**Task to complete**
Find and copy every line in the records that includes the string "cage".

(Beginning of Data under study)

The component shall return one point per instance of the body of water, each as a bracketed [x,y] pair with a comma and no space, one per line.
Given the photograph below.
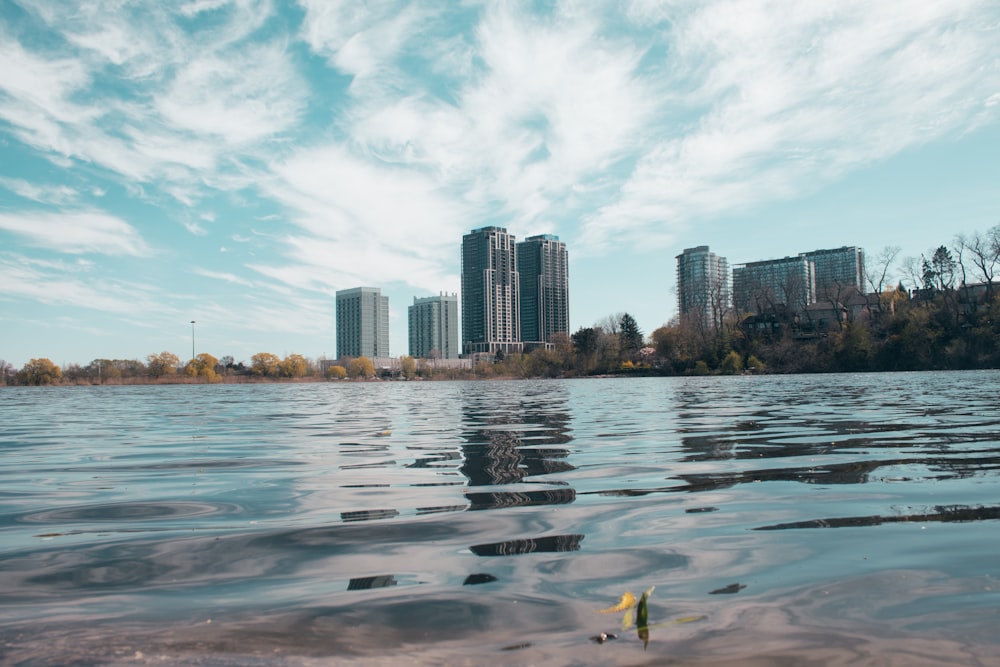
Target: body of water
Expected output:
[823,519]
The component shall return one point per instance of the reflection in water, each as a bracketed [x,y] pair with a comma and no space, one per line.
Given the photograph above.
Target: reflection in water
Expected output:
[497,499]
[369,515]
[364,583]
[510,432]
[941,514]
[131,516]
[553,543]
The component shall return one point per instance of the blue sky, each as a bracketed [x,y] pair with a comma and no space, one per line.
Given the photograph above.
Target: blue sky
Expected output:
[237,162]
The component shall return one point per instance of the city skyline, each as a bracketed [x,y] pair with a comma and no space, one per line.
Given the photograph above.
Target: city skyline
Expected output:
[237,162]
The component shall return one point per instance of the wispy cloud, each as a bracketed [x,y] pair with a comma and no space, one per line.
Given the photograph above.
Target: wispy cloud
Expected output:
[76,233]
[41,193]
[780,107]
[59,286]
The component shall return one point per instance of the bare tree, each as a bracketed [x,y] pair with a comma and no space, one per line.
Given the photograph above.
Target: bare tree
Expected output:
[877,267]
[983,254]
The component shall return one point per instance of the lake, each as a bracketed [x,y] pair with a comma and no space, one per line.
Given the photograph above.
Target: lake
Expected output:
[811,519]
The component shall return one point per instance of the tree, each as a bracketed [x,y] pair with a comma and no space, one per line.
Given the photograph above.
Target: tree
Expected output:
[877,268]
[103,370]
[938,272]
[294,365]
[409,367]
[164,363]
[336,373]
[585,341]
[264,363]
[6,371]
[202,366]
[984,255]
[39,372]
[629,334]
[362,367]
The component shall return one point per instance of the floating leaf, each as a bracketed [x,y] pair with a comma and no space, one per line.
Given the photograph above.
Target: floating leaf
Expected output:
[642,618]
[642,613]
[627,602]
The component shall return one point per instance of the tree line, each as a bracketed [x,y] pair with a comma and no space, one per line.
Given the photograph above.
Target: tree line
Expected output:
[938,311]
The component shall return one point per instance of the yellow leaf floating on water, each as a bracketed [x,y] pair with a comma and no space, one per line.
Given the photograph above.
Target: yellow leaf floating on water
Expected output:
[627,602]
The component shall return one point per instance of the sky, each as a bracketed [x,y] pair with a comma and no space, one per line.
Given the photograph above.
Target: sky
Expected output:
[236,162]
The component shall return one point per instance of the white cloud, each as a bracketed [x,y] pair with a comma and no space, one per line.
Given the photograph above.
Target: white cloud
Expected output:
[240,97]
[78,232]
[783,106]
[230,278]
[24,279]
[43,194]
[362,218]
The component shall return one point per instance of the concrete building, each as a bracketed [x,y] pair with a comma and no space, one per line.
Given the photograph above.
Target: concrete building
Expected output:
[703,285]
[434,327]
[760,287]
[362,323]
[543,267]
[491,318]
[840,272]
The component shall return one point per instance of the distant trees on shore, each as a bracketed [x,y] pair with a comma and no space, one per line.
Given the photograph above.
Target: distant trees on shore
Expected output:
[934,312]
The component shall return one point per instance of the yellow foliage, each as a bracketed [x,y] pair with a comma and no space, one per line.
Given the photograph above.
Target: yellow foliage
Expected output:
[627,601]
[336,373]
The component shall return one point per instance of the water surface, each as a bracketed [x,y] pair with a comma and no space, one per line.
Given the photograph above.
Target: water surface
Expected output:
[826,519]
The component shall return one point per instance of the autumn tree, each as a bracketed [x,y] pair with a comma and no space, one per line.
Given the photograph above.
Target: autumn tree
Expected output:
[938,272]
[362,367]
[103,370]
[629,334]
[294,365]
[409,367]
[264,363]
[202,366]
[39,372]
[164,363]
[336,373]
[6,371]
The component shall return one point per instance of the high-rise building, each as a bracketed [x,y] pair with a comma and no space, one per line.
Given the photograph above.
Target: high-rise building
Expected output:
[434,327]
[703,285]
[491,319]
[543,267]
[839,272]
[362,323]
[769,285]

(End of Data under study)
(Beginning of Data under study)

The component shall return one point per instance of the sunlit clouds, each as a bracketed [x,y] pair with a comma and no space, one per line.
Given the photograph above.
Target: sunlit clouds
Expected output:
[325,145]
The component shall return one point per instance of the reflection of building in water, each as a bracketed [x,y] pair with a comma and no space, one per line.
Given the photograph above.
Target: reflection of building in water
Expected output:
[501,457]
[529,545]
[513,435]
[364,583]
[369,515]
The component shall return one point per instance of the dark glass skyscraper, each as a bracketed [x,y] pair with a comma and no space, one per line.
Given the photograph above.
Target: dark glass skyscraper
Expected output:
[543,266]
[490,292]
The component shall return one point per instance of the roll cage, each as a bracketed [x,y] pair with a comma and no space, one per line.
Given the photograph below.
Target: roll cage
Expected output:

(End of Data under study)
(Beginning of Data under study)

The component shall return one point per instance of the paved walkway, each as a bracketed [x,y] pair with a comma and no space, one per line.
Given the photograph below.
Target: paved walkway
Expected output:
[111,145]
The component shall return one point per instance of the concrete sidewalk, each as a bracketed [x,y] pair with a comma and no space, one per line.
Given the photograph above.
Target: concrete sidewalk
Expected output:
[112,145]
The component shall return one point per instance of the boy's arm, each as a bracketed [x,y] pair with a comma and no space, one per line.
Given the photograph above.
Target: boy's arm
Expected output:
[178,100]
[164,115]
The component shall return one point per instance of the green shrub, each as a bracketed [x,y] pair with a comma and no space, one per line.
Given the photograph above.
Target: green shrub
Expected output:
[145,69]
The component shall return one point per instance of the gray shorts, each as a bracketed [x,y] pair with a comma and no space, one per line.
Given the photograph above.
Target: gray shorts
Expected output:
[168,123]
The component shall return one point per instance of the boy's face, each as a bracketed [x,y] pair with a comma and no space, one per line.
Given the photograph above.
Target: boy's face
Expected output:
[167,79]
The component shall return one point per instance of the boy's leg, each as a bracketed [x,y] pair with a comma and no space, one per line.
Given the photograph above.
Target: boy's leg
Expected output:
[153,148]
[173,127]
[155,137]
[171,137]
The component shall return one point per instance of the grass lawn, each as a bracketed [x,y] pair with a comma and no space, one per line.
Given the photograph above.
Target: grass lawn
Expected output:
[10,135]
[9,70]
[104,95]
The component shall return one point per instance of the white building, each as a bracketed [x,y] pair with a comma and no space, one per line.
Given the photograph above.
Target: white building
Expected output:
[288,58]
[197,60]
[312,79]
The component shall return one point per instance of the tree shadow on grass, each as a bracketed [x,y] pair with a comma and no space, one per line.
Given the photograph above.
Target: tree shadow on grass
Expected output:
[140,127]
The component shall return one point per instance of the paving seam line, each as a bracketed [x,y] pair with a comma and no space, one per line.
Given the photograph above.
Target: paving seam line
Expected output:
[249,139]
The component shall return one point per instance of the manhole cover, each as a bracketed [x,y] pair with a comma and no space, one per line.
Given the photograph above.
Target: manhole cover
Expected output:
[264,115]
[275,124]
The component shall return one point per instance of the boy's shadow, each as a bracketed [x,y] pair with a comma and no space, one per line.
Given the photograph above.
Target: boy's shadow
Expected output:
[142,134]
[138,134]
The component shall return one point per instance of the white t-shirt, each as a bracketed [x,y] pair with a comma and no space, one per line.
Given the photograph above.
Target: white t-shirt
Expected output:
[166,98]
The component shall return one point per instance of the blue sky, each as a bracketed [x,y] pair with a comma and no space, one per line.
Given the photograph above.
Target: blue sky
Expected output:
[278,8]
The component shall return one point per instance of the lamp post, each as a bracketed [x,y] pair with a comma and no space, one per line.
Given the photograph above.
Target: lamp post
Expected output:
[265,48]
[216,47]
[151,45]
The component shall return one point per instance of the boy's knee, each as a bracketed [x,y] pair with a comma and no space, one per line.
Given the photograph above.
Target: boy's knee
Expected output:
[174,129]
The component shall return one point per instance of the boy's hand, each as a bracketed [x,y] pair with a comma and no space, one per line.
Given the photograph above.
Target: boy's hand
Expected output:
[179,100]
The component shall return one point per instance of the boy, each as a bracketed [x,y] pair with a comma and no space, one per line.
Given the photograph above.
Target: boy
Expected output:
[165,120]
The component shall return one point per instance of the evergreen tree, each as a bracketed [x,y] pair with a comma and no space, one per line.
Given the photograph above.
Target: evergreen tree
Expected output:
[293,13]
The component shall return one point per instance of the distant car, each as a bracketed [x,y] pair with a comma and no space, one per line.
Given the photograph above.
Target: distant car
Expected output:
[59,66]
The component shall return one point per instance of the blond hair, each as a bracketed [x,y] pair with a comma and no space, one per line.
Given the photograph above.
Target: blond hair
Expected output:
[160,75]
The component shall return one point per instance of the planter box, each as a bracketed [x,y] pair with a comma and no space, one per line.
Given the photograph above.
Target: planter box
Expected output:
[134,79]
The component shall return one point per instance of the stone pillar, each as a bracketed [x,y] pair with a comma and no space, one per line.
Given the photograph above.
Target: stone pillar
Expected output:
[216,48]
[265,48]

(End of Data under study)

**Answer area**
The component shall return one point per instance of the roll cage, each as a bracketed [x,y] pair with a comma and no space, one per line.
Target: roll cage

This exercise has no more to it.